• To do
Write out the material exactly. Do not include the pictures.

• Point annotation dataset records
(begin)

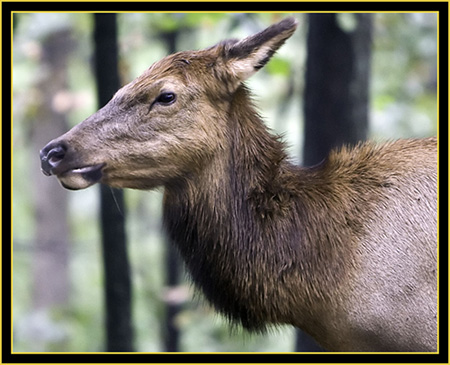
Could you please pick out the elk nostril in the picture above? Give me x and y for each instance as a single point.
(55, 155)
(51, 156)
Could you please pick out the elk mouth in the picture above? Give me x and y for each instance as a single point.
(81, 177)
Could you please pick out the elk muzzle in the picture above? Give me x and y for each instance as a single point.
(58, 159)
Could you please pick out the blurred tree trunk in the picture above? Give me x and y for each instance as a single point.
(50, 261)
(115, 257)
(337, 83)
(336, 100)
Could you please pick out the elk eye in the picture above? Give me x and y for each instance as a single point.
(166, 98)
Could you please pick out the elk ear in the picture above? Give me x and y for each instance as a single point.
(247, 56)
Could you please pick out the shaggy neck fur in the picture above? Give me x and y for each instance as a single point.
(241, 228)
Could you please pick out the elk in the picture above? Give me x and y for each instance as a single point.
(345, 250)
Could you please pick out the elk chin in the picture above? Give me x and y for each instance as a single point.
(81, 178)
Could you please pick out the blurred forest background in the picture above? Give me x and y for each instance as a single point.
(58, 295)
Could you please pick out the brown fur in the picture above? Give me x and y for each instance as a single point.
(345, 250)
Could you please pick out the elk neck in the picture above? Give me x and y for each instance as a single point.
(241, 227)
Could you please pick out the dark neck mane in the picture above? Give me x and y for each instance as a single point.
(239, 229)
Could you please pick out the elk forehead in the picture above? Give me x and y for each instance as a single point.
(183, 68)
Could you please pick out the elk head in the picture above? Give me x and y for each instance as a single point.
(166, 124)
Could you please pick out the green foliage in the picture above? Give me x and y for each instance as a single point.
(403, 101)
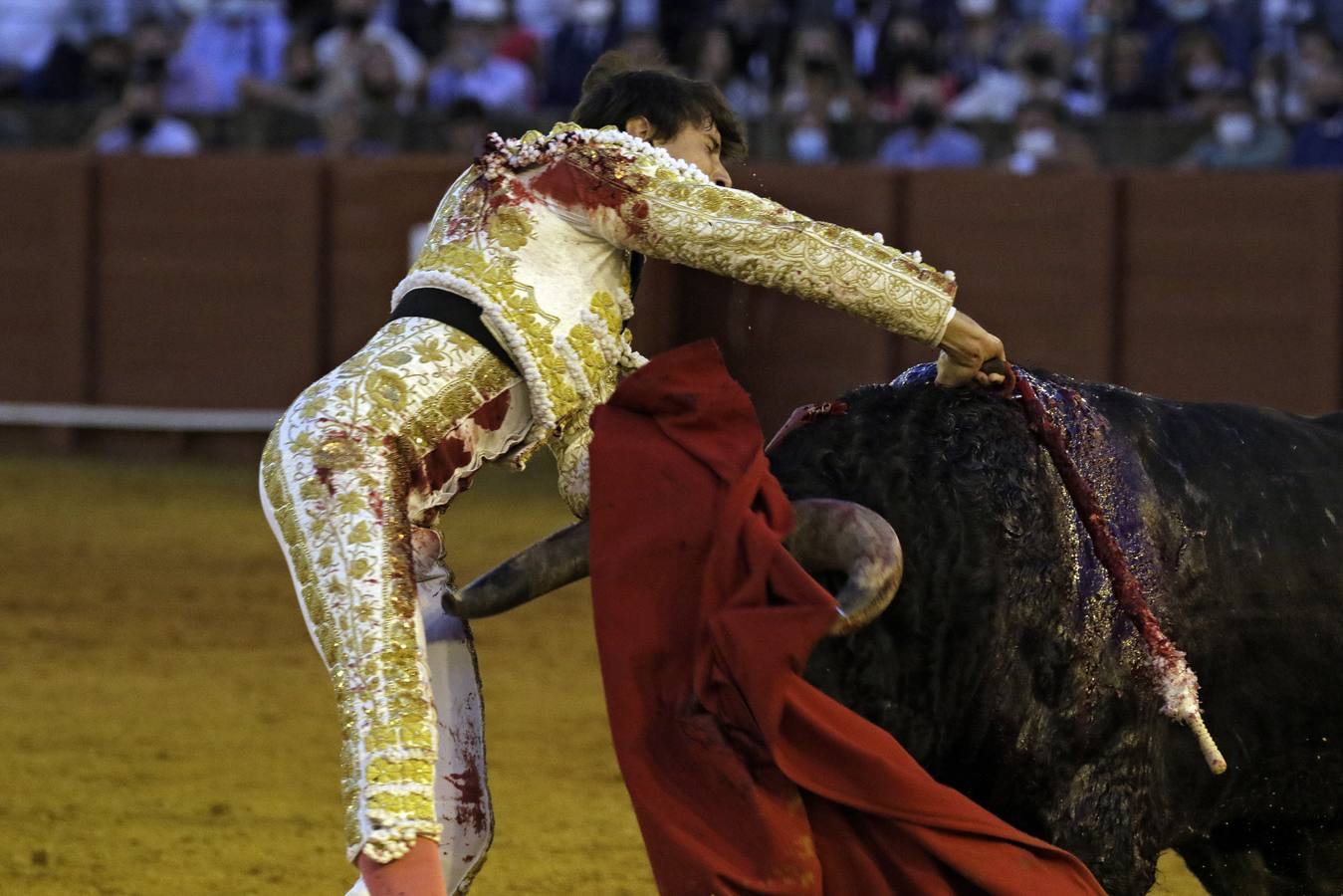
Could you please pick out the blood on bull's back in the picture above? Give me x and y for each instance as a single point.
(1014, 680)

(end)

• Written answer
Could you please pick out the elk nostril in the picture above? Give me x and y for each instance as a single point.
(55, 155)
(51, 156)
Could you please pick out the elk mouth in the picture above? Give me x and y for each instance as a single point.
(81, 177)
Could you please pick out the elk muzzle in the picture above? Give me x and y for each instance as a single point.
(58, 159)
Could you please pick out the blurred tree trunk in the picture above? Give me x and y for each instance as a single point.
(50, 261)
(115, 257)
(337, 83)
(336, 100)
Could you please pick out the elk eye in the picture above? Give me x and y for each instance as a single point.
(166, 98)
Could you please pick out the elk ear in the picture above? Give me x and y for each instance as a single point.
(247, 56)
Could you please pick out the shaggy neck fur in the picture above? Give me x and y for each instance as a single point.
(241, 228)
Could you please pick out the elk in the picture above? Give me x and y for each instance as a single point.
(345, 250)
Could you please pick out the elk chin in the picture above? Give me x and y for each instance as a single point.
(81, 178)
Could you please pick out the blurred forest background in the picture above? Give me x and y for each instance as a single point.
(58, 295)
Could you please pick out the brown fur in the picture above? Give me x and y for each instance as a single point.
(345, 250)
Could you please pick out the elk neck in the picture above? Give me x and y for each instance as a single point.
(241, 227)
Could you please pick out the dark neck mane in the picture above? Give me x and y for each instance as a single point.
(239, 229)
Could you please pick out the elk forehead in the picture above? Give me x and y for each instance as a single point.
(183, 68)
Could you please pick out the elk head in the picture above? Give me x and y for each instance as a single point.
(166, 124)
Could you please pick out the green foliage in the picture above? Give me x and y for each instance as a single point.
(403, 101)
Could you please pick out the blood on bull's back in the picture above? Give me x and y for each instance as a single point.
(1014, 680)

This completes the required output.